WRITTEN EXERCISE:
Count the lines in the entries below that contain the string "tile". Give only the resulting number.

RECORDS:
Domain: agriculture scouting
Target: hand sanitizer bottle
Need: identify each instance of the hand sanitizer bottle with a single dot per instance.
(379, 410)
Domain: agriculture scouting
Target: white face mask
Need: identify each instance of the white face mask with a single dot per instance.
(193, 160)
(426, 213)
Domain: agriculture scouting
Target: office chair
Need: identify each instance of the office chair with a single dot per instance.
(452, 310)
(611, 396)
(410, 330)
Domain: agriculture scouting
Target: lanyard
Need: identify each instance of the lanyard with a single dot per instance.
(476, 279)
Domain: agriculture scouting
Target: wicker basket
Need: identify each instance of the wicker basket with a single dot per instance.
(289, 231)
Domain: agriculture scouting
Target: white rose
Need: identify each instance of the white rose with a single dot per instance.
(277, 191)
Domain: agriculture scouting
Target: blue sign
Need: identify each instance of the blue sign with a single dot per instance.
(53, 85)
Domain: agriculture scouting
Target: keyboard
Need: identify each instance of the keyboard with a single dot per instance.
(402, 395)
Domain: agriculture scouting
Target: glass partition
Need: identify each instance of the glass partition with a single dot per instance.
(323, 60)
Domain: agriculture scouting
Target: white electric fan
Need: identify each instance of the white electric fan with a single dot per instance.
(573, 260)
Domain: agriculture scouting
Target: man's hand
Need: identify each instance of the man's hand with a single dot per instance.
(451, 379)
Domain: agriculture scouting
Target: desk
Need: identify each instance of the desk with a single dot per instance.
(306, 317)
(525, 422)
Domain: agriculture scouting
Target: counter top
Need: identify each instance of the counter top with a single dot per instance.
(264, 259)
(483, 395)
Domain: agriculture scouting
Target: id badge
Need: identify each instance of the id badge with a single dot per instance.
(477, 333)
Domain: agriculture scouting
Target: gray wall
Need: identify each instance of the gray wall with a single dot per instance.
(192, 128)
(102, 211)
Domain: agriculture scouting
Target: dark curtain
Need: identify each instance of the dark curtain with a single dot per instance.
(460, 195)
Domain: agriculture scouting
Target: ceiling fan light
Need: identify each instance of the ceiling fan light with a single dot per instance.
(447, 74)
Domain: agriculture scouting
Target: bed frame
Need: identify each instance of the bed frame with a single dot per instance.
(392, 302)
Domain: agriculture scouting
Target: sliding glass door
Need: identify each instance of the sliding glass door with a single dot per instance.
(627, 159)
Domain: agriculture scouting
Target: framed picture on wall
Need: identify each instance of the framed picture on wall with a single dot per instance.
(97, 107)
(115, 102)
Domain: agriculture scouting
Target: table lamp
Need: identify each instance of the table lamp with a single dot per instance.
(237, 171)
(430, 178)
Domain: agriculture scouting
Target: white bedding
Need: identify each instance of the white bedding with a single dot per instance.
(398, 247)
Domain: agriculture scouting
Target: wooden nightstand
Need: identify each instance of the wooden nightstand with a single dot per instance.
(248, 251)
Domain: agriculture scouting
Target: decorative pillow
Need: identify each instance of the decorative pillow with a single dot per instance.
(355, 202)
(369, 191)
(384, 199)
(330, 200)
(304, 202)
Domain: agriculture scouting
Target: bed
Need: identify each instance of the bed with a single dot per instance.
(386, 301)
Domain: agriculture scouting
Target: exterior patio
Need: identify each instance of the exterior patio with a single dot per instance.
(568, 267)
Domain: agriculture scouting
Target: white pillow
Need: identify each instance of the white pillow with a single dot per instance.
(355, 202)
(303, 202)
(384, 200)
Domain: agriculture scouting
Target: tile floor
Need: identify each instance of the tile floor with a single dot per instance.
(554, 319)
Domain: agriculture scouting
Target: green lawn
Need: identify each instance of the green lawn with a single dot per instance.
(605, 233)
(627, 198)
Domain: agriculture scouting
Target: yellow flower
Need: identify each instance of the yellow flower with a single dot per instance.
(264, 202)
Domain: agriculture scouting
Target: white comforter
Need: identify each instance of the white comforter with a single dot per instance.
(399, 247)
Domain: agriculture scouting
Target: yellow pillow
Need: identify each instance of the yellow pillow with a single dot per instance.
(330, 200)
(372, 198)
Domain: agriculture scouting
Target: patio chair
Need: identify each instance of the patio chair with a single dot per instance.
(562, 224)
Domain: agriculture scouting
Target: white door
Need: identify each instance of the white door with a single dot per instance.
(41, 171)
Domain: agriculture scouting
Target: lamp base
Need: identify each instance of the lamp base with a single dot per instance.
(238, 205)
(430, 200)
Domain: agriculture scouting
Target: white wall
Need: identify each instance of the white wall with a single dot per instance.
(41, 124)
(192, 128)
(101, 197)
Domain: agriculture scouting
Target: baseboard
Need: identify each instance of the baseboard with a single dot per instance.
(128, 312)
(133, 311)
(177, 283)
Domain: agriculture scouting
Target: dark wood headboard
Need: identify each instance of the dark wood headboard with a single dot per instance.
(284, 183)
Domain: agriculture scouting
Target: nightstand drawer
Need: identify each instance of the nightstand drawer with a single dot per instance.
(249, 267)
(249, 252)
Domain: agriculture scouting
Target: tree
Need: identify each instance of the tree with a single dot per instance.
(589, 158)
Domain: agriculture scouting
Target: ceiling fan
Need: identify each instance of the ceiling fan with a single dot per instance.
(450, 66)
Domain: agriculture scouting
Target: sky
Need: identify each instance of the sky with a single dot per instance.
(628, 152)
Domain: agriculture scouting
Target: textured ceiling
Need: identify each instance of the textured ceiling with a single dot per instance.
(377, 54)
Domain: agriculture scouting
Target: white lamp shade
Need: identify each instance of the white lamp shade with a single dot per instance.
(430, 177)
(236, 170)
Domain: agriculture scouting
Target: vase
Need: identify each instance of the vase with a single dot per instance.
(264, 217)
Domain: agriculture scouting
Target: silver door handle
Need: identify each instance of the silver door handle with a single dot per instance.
==
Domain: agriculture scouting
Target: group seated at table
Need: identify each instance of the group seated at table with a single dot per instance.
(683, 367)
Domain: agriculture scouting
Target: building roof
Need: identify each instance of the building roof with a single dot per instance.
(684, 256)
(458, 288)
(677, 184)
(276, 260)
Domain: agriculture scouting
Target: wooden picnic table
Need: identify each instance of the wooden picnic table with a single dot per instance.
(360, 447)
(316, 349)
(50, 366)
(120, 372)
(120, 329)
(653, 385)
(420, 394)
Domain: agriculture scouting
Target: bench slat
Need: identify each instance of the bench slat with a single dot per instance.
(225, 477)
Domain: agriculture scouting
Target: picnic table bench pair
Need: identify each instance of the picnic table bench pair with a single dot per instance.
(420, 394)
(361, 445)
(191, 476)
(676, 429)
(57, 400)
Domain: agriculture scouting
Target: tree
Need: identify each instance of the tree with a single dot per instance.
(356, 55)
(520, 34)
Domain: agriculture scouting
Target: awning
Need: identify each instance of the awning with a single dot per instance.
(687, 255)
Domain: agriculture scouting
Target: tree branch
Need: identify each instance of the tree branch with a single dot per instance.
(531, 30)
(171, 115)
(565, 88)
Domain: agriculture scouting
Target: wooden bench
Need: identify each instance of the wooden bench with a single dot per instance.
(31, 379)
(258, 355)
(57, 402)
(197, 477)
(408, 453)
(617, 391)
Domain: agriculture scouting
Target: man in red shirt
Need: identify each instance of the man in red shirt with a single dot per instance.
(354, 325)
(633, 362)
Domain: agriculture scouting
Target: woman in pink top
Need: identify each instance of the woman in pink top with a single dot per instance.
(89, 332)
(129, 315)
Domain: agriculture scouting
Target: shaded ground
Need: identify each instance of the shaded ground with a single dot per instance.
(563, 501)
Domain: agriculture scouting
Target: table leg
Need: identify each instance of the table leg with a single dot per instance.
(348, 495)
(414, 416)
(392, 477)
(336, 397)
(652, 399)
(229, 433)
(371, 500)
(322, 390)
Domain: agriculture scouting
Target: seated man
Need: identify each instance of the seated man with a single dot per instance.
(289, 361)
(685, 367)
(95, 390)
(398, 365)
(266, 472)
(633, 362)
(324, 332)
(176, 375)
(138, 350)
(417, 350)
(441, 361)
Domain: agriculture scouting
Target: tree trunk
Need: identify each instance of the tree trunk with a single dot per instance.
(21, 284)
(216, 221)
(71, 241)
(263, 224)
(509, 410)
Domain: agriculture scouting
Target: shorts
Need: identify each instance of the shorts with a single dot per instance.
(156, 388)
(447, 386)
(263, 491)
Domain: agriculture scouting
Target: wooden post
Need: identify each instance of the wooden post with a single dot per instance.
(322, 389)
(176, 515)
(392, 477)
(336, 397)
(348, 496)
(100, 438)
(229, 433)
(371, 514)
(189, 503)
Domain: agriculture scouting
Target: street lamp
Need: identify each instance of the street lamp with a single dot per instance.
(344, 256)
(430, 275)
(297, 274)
...
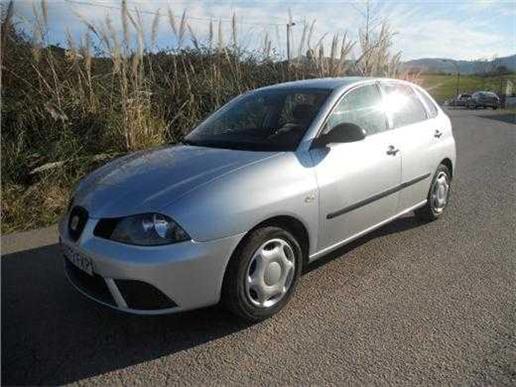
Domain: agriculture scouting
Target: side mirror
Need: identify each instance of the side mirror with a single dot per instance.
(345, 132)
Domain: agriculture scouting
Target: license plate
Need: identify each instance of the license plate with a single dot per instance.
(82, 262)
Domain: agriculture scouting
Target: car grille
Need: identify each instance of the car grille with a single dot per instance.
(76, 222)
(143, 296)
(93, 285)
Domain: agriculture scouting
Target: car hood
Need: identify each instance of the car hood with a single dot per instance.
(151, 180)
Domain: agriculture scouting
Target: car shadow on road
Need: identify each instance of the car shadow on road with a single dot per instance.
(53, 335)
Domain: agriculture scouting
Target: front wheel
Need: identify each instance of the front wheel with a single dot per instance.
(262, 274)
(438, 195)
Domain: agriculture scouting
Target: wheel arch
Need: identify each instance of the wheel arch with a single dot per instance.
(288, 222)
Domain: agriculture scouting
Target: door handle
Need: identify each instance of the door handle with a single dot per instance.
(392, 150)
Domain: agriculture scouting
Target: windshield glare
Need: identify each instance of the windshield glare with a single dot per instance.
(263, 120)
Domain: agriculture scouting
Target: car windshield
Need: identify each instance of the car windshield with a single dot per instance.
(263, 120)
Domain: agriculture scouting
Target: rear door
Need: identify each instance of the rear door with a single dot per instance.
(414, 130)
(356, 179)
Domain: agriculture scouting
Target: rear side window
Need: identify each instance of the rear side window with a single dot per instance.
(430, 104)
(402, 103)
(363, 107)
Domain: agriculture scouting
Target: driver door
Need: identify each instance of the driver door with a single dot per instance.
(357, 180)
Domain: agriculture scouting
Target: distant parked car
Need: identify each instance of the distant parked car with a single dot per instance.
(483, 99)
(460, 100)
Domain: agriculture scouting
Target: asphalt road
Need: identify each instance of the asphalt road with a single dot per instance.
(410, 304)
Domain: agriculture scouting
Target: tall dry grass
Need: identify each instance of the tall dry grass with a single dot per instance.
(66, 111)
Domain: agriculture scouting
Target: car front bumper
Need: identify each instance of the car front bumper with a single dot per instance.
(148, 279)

ANSWER TO THIS TASK:
2